_GIVEN EXERCISE A_
According to the interview with Matt Posner, since what year has he been married to Julie?

For Writers

Interview with Matt Posner, Author of School of the Ages Series

Today I have the privilege of interviewing Matt Posner, author of School of the Ages series, a five-star rated young adult fantasy.  Not only is Matt an extraordinary story-teller, but a poet, a musician, a teacher, and an outspoken advocate for indie authors.

Welcome Matt!  Glad to have you at my blog. Can you tell us a little about yourself?
I’m a teacher and a writer. I live in Queens, NY and I teach special education English, SAT prep, and some college.  I’ve been married to Julie since 1999. I’m a voracious reader and I’m very aggressive about building the community of indie writers, meeting people and introducing them to each other and supporting them with my own interview series, to which you have agreed to contribute as part of your release of Bonded next year.

Yes, I’ve agreed (no, begged) to be a guest on your blog.  My promo efforts are in their infancy, and I am already exhausted.  I appreciate your offer to promote my work!

These books do take forever to bring out, don’t they? It’s almost as if we indies are just as much perfectionists as those writers who work for legacy publishers, and just as talented without being anointed by the BIG SIX. Harrumph, cough cough, sorry. That wasn’t what you asked me.

But you’re right.  The amount of work that goes into producing, distributing, and marketing indie books requires talent, endless hours, and determination across many disciplines—rivaling that of any traditionally published author. Your generosity and support of the indie path is nothing less than heroic.  For an indie book to rise up the sales ranks, it needs to stand apart from the crowd. Tell us why your book stands out in your genre—what makes it special from the rest?

_WORKING DATA_
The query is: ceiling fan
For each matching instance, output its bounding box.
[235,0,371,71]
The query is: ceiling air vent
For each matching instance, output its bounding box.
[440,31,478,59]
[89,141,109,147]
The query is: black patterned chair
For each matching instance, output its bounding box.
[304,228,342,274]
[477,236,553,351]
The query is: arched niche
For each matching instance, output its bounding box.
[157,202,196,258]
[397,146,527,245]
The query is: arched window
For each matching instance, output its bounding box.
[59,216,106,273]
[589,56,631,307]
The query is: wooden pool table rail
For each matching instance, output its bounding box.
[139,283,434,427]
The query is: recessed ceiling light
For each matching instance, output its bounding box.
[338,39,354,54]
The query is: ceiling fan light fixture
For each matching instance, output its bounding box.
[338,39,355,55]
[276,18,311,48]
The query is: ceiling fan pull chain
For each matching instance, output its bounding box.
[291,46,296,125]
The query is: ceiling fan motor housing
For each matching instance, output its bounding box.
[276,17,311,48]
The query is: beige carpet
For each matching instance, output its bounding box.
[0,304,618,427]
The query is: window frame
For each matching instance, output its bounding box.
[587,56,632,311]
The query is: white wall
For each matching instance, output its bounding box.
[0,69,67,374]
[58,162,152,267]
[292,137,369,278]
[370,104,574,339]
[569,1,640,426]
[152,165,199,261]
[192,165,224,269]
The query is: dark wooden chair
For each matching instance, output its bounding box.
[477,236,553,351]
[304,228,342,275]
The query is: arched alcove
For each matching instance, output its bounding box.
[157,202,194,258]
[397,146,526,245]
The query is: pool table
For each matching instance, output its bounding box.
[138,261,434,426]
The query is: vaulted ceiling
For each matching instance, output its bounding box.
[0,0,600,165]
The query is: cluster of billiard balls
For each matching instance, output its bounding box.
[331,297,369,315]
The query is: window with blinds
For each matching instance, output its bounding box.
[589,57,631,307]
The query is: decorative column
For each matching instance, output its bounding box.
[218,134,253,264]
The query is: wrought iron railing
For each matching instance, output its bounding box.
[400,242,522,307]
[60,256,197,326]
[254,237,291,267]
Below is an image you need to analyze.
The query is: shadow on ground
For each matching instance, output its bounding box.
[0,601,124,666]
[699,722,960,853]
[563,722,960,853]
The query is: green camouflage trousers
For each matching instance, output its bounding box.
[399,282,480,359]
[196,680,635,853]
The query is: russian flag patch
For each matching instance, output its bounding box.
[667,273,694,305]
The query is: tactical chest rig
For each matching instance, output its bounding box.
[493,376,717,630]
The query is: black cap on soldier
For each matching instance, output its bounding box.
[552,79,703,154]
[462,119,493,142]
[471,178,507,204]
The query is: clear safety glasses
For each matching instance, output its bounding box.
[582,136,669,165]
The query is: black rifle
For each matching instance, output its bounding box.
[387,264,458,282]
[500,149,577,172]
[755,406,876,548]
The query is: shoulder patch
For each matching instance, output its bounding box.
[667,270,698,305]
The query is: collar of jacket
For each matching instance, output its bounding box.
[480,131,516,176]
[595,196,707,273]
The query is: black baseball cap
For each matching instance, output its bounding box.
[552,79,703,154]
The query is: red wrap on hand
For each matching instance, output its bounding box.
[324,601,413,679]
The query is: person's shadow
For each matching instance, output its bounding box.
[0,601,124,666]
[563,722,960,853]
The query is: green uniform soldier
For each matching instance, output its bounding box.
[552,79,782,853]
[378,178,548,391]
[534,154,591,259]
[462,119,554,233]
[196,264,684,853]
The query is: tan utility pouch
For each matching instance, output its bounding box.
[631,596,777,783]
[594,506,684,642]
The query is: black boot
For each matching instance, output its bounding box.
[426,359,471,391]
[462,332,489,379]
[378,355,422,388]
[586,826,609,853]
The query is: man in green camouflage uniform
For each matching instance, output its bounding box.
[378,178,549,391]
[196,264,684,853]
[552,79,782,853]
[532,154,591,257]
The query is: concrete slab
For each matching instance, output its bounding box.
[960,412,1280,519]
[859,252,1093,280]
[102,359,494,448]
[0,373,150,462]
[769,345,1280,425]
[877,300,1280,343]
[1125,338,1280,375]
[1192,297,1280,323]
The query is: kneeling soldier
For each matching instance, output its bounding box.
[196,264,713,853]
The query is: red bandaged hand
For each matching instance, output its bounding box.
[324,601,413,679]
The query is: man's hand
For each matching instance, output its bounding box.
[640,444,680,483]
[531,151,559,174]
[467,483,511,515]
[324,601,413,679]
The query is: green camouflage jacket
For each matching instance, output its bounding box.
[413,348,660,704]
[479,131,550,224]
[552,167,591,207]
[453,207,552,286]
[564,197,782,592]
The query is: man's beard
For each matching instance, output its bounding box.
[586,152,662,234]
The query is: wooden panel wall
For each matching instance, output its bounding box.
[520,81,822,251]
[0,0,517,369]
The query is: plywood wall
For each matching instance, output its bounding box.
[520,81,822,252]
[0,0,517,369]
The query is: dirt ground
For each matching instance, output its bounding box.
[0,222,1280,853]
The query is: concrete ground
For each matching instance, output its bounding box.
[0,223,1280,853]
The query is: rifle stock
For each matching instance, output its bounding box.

_GIVEN EXERCISE B_
Recast the lines of the entries between the line holding "The query is: window with blinds" and the line holding "[254,237,291,267]", inclusive, as a Markdown table with the columns Nr and Line, giving each row a number and leaving out blank lines.

_FULL SOLUTION A_
1999

_FULL SOLUTION B_
| Nr | Line |
|---|---|
| 1 | The query is: window with blinds |
| 2 | For each matching instance, output its bounding box. |
| 3 | [589,57,631,307] |
| 4 | The query is: decorative column |
| 5 | For each matching instance, output its bounding box. |
| 6 | [218,134,253,264] |
| 7 | The query is: wrought iron railing |
| 8 | For each matching instance, output its bounding box. |
| 9 | [400,242,522,307] |
| 10 | [60,256,197,326] |
| 11 | [254,237,291,267] |